▸ What is being asked: The records that follow are to be printed exactly, with no images.
++++ Data to examine ++++
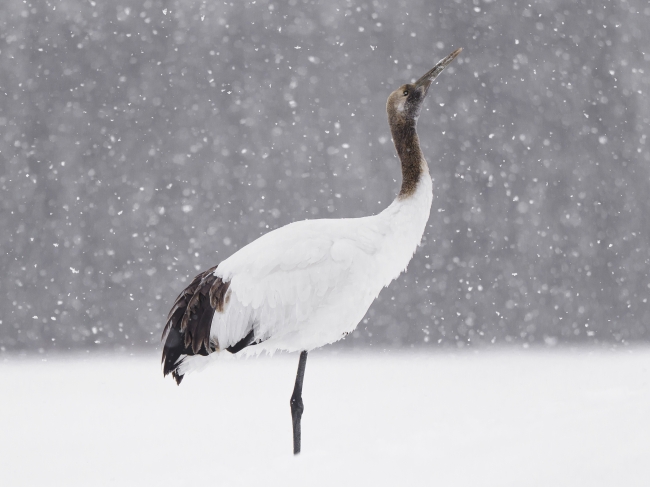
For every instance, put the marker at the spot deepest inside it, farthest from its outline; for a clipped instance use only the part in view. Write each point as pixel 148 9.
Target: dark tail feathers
pixel 187 331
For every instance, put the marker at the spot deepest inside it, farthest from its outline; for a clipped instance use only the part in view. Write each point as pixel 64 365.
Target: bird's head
pixel 404 104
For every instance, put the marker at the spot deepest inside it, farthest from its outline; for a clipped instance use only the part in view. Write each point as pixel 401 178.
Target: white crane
pixel 311 282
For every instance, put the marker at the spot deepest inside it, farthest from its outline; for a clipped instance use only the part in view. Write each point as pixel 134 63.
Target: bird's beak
pixel 426 80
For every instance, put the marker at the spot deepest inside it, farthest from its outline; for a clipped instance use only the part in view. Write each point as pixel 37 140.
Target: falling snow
pixel 143 141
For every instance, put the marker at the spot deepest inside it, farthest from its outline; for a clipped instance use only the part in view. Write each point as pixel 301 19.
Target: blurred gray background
pixel 142 142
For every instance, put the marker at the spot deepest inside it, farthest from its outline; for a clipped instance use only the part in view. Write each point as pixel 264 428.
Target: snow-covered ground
pixel 488 418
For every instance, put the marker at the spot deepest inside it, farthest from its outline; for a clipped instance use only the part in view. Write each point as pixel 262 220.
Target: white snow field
pixel 487 418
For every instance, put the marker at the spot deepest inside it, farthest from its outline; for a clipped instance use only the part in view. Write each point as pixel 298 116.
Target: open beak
pixel 426 80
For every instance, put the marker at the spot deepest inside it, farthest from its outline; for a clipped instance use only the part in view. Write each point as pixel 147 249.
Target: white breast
pixel 308 283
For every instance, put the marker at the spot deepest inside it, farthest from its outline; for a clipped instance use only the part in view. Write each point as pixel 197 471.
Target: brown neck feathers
pixel 407 145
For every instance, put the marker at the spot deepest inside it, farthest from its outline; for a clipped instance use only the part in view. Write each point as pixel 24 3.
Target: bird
pixel 309 283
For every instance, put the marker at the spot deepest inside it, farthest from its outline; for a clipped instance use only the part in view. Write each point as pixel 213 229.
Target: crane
pixel 309 283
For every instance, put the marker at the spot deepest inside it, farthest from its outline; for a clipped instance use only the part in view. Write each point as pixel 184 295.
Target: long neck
pixel 408 149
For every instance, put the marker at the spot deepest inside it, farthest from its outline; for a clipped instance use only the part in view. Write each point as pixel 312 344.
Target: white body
pixel 311 282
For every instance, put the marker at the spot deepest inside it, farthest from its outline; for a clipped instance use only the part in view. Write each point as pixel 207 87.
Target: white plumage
pixel 309 283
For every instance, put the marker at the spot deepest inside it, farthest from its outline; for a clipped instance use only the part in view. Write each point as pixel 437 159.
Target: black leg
pixel 296 402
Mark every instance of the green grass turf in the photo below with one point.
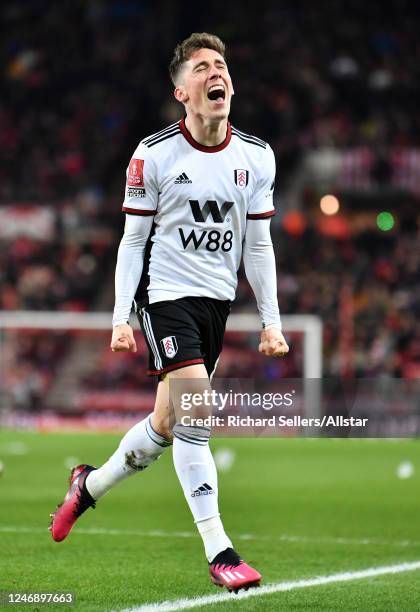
(319, 490)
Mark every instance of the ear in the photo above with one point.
(180, 94)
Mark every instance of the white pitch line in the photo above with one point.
(197, 602)
(158, 533)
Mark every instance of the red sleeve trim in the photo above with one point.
(136, 211)
(174, 366)
(270, 213)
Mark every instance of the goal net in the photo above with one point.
(57, 370)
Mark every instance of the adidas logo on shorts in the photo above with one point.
(182, 178)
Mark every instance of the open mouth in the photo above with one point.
(216, 93)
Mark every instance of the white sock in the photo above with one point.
(140, 446)
(196, 470)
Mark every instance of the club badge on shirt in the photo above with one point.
(241, 178)
(135, 173)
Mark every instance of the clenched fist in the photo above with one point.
(273, 343)
(123, 338)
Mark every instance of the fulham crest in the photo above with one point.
(169, 346)
(241, 178)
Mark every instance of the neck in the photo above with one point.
(206, 132)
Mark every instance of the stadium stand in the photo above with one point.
(77, 100)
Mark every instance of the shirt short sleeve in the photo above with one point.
(261, 203)
(141, 187)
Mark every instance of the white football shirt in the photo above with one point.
(201, 198)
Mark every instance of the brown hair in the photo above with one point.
(184, 50)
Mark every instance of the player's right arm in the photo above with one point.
(140, 203)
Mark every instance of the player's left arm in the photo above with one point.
(260, 263)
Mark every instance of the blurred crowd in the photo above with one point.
(83, 82)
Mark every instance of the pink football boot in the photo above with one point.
(227, 569)
(76, 501)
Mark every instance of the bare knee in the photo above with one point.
(162, 425)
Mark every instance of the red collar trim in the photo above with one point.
(201, 147)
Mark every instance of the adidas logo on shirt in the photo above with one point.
(204, 489)
(182, 178)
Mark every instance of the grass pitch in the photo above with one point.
(295, 508)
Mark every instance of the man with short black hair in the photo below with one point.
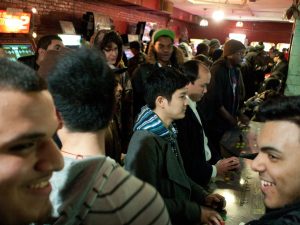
++++
▸ Finished exercise:
For every instance, put the marker at the spot deepest inside it, farthest from its outline; for a clipped instance use only the part in view. Write each point as pixel 148 9.
Target: dark tail feathers
pixel 187 331
For every instance, put the marker at the spot deepest inside it, farthest from its outline; for a clipped instance use only the part in view. Write each point as pixel 64 365.
Target: bird's head
pixel 404 104
For every instance, put the marker at the spot deepest inside it, farthest from its outline; for a clipped instance use only the part in view. Write each point as pixel 401 178.
Target: white crane
pixel 311 282
For every instance, put the marker at the spot deepest inside it, farthest from its outline; for a clipped instance use only the part in view. Write each point as pixel 134 63.
Target: bird's beak
pixel 426 80
For every instance, put the marker at the spot deepest inside it, farthest from its outline; for a clipped instance use only the part in view. Write each point as pixel 37 140.
Target: falling snow
pixel 143 141
For every instance, put the marker at the spot deepest inside it, farthest from its outline; for a clipped instance use only the part in view. Write each point as pixel 301 19.
Target: blurred gray background
pixel 142 142
For every instance, put the marker at the spot deepest inside it, farthest from its outline; for a clipped instance use only the part in view. Write each point as pixel 264 428.
Target: snow-covered ground
pixel 488 418
For every instance, put the marker at the spot deepest inside it, farthest from its outline; for a clipped instance use only the part in view. Write each point as pixel 262 220.
Target: white snow field
pixel 487 418
For every instance, put the marker at the spot deepest inside it, farthest from its outline; for a clipped instance use only the part in view. Write each point as pixel 298 116.
Target: open beak
pixel 426 80
For every instance, put the marker at the spot deepest inside it, farthest from its outline; for a clipped instance use only the part in view. Write each point as pixel 147 249.
Target: white breast
pixel 308 283
For every instance, put the marker at the spot deepest inside it, farthest from its outline; for a clipped instance use only the part in view. Write each point as pixel 197 471.
Target: brown neck feathers
pixel 407 145
For every instance, put the marker at the spot deepest inside it, farthest from its outline; for a clipped instance use only the part in view. Write each point as pixel 24 3.
Target: bird
pixel 309 283
For every instance, put the marker at the spot deepest inside it, farthest from its outline; for a clipped instance use only the part in view. Write each point as pixel 213 229.
Target: crane
pixel 309 283
For every instance, put the marker at the spot deepest inside it, farthest from its outline; for a clipped instance use only the part in view. Write each point as pixel 184 295.
Target: long neck
pixel 408 149
For every instance, put the marker at the spot deepest inside it, farthest from its outline; for a clipped instance use only the part in view. Write each point as pixel 312 344.
Target: white body
pixel 311 282
For every instance, put the marker at the spot deepest inside it, farthest from its outline; for a clipped instance use only the part in view. Write each point as pixel 207 87.
Target: white plumage
pixel 309 283
For every instance, put the marker at the spot deepest inside it, farthest from its outline; for a clipped instance use only the part in view. Write each point as pixel 437 159.
Target: black leg
pixel 296 402
Mark every instance of the green grass turf in the photo below with one point.
(319, 490)
Mark every instance of the ear in the photo above with one point.
(180, 94)
Mark every instance of the white pitch line in the photo above with one point.
(197, 602)
(158, 533)
Mark every instance of the red sleeve trim in the photo above with one point.
(136, 211)
(174, 366)
(270, 213)
Mark every instance of the goal net in the photo above with one point.
(57, 370)
Mark every instance of the adidas logo on shorts in the photo above with one point.
(182, 178)
Mark every instance of the open mouth in the photo above with one point.
(216, 93)
Mark every instance of the white sock in the photo above with one point.
(140, 446)
(196, 470)
Mark every instance of the club badge on shirt in the photo above with one point.
(241, 178)
(135, 173)
Mark every instance of the clenched fist in the photo above with one point.
(273, 343)
(123, 338)
Mark every instance of the fulham crest in the photo above with one point.
(169, 346)
(241, 178)
Mark every instance of the neck in the photo above with one point.
(206, 132)
Mark every instance of the stadium stand in the photo above with one point.
(77, 100)
Mark every instance of the shirt short sleeve in the photo above with one point.
(261, 203)
(141, 187)
Mark every instance of the white football shirt in the photo above with one point.
(201, 198)
Mark every instance of the brown hair in the photo above with one point.
(184, 50)
Mark every instance of the player's right arm in the photo above with one point.
(140, 203)
Mark every instance of the player's left arm in the photo above with one point.
(260, 263)
Mark every instance of the blurred crowd in the photo above with one point.
(83, 82)
Mark every instance of the pink football boot in the photo above with one point.
(227, 569)
(76, 501)
Mark every instance of the bare knee in the photo above with one point.
(162, 425)
Mark every instance of the red collar trim in the photo above with one point.
(201, 147)
Mark every instance of the adidas logo on shirt in the photo above with one point.
(204, 489)
(182, 178)
Mark every instance of the grass pitch in the photo above with one point.
(295, 508)
Mark every instance of the man with short black hair in the photo below with one point.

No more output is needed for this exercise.